A noite caiu. O resto do pessoal foi embora, deixando McAvoy e Davis em sua missão particular. Fazia quatro anos que McAvoy não ficava fora da cela depois do anoitecer. A empolgação tomou conta dele. A meia-noite veio e passou, e ele voava.
Mas, por volta das duas da madrugada, algo aconteceu. McAvoy começou a mostrar sinais de que queria muito se deitar. Davis desceu da bicicleta e se agachou ao lado dele.
Realmente, quando a aurora chegou McAvoy ganhou novo fôlego. Conforme outros presos acordavam, correu na penitenciária o boato de que McAvoy ainda estava na máquina, e à frente da velocidade do recorde mundial.
No fim da manhã, o recorde estava à vista. Às duas da tarde McAvoy o bateu. Mas Davis continuava incentivando.
O novo recorde mundial oficial – 263.396 metros – foi devidamente registrado às 16h05 (em 2014, o recorde de McAvoy foi quebrado). Enquanto McAvoy descansava, encharcado e exausto, numa esteira azul ao lado da máquina de remo, Davis se voltou para ele e disse: “Você tem um dom. Não o desperdice. Pouca gente consegue se forçar e fazer o que você faz.”

_Dados brutos_
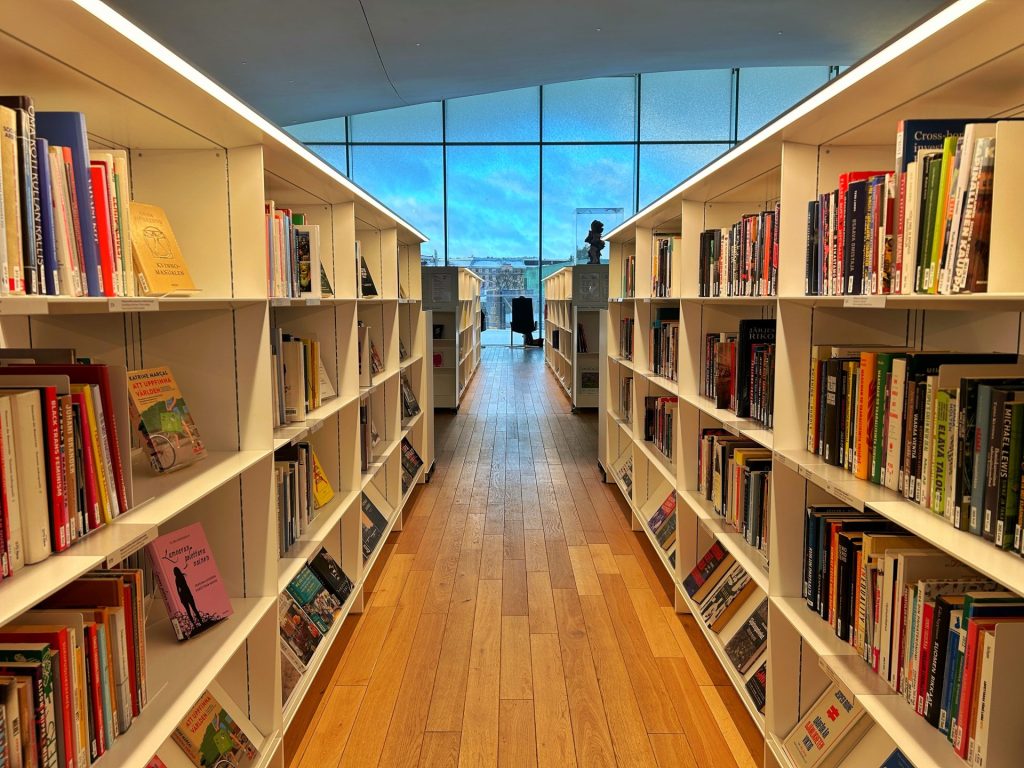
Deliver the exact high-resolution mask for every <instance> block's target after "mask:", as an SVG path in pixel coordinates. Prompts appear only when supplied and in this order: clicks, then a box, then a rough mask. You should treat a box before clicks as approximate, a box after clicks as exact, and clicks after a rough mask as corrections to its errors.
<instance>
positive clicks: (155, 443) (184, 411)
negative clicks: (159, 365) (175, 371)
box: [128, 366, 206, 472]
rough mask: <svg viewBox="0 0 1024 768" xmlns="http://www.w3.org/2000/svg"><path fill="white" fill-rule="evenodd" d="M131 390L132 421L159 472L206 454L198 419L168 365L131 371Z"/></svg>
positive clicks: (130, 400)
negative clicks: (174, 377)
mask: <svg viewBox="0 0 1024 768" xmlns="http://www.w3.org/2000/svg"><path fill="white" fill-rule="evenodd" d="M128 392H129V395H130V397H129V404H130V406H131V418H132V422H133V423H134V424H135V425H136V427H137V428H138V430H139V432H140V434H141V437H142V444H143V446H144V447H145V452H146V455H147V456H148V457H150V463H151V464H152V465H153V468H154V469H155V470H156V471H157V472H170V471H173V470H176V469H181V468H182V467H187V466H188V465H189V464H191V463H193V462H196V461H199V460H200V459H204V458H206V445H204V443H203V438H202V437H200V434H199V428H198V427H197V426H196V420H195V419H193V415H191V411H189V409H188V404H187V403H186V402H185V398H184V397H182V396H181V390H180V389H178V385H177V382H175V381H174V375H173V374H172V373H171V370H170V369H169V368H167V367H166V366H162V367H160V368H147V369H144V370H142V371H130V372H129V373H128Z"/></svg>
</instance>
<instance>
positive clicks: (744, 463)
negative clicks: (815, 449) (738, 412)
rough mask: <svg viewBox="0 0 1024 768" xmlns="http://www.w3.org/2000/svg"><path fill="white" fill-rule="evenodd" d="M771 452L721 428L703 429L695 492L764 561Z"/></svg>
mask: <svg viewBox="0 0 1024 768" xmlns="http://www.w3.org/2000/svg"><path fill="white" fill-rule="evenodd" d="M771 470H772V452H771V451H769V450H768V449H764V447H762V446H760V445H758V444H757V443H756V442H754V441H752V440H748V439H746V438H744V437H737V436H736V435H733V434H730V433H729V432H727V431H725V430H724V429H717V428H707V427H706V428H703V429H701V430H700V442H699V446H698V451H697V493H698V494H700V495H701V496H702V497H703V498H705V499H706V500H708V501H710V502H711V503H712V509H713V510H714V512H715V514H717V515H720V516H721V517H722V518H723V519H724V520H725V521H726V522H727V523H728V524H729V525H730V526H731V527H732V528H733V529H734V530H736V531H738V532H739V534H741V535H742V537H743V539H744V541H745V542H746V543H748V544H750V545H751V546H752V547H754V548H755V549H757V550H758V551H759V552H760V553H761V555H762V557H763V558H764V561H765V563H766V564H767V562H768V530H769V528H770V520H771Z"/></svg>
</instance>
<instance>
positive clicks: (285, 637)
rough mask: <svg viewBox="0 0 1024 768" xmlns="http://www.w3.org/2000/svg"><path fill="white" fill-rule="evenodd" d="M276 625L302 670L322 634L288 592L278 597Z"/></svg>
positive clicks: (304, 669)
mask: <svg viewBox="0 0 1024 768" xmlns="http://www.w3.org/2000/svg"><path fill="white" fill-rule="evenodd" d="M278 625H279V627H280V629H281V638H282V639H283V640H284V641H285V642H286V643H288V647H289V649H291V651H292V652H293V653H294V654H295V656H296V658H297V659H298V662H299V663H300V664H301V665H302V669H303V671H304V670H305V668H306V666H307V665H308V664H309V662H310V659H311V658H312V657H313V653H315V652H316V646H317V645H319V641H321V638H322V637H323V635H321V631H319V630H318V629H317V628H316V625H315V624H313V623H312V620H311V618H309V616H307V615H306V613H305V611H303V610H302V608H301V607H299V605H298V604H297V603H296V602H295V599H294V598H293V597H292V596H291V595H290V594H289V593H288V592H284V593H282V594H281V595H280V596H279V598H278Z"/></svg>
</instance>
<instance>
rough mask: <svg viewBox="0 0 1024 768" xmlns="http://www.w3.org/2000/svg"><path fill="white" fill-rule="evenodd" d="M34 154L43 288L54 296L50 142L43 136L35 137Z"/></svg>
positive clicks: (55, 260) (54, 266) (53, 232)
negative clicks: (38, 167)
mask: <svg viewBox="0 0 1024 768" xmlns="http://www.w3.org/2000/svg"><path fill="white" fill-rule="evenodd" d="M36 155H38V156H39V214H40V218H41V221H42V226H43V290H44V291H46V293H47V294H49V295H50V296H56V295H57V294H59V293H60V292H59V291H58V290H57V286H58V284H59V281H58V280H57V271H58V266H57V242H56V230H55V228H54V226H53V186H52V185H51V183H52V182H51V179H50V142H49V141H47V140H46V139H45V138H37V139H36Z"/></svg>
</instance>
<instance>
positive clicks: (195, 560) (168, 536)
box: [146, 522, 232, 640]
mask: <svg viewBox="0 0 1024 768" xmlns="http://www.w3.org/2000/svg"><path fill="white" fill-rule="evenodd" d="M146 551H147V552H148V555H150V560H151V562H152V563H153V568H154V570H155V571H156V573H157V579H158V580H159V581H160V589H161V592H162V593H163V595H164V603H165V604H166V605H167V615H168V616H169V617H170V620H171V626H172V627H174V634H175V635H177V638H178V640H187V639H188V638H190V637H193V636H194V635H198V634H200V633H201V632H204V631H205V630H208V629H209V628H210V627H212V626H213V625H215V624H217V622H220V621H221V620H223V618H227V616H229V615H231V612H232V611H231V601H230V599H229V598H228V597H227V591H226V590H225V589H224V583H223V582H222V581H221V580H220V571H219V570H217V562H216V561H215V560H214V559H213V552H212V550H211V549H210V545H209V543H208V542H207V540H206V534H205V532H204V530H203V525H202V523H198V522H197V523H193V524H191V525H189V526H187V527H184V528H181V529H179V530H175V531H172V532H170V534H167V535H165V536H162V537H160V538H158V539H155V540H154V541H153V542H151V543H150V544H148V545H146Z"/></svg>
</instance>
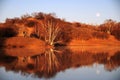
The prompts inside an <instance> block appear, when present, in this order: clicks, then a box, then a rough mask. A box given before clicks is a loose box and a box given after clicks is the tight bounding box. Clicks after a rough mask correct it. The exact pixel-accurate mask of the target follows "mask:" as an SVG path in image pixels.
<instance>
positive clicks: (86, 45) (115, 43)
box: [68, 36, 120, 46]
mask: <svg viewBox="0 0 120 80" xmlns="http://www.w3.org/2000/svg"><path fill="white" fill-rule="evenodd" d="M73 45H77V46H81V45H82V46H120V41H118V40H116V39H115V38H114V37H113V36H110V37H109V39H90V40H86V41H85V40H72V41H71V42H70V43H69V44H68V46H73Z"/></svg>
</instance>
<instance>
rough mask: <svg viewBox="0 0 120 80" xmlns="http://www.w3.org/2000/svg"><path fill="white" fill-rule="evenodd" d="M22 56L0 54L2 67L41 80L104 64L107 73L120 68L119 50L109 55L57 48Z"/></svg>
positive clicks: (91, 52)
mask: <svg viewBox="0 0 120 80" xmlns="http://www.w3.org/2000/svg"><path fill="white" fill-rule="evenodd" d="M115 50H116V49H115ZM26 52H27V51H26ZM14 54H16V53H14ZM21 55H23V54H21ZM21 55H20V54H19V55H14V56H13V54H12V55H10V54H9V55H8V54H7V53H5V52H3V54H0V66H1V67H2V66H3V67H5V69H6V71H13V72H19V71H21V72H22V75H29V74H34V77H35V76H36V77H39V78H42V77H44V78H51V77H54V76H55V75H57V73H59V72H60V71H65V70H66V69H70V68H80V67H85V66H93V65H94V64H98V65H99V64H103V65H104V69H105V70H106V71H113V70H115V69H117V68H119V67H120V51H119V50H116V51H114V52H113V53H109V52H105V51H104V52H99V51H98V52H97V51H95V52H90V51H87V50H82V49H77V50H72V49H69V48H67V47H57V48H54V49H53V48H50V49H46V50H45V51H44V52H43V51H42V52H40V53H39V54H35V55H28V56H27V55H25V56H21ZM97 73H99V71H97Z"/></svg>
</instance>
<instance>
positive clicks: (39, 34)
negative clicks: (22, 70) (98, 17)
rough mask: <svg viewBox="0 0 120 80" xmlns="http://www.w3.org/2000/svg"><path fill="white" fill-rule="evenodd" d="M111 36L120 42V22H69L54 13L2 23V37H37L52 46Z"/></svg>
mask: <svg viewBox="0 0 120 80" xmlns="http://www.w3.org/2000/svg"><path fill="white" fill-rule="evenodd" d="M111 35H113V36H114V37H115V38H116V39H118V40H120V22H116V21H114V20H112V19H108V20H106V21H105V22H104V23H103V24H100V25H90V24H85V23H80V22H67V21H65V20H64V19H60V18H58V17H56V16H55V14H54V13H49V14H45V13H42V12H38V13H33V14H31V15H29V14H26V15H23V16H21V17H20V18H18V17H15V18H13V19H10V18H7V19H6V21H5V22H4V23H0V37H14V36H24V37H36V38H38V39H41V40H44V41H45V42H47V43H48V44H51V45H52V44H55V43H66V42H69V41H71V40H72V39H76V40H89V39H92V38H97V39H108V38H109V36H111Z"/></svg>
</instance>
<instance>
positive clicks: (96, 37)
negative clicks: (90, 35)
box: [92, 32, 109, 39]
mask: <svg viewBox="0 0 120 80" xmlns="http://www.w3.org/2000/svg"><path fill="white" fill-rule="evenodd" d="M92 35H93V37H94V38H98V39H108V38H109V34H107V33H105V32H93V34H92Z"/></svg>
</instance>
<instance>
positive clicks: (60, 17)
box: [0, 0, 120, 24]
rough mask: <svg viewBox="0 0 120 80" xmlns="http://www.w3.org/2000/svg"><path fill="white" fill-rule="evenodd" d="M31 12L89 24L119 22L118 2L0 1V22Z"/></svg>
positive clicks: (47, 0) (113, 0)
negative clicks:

_Tarefa a realizar_
Dê seguimento ao trecho sobre o recorde de remo de McAvoy, começando logo após a última frase.

_Resposta ao problema_
Então McAvoy, as costas rígidas como gesso, voltou à cela. Os outros presos explodiram em aplausos quando ele entrou na ala. Foi a primeira vez que John McAvoy obteve respeito por algo que não envolvia apontar uma arma para alguém.
Hoje, McAvoy compete como triatleta. Ele sabe a sorte que teve por conhecer Davis, seu sensei, no outro lado da lei. “Davis é o homem que me pôs no caminho da mudança”, diz ele.
Mas, para Davis – o guarda e o homem –, a virada de McAvoy não surpreende. Afinal, Davis acredita que “não importa quanto avançamos pela estrada errada; nunca é tarde para voltar atrás”.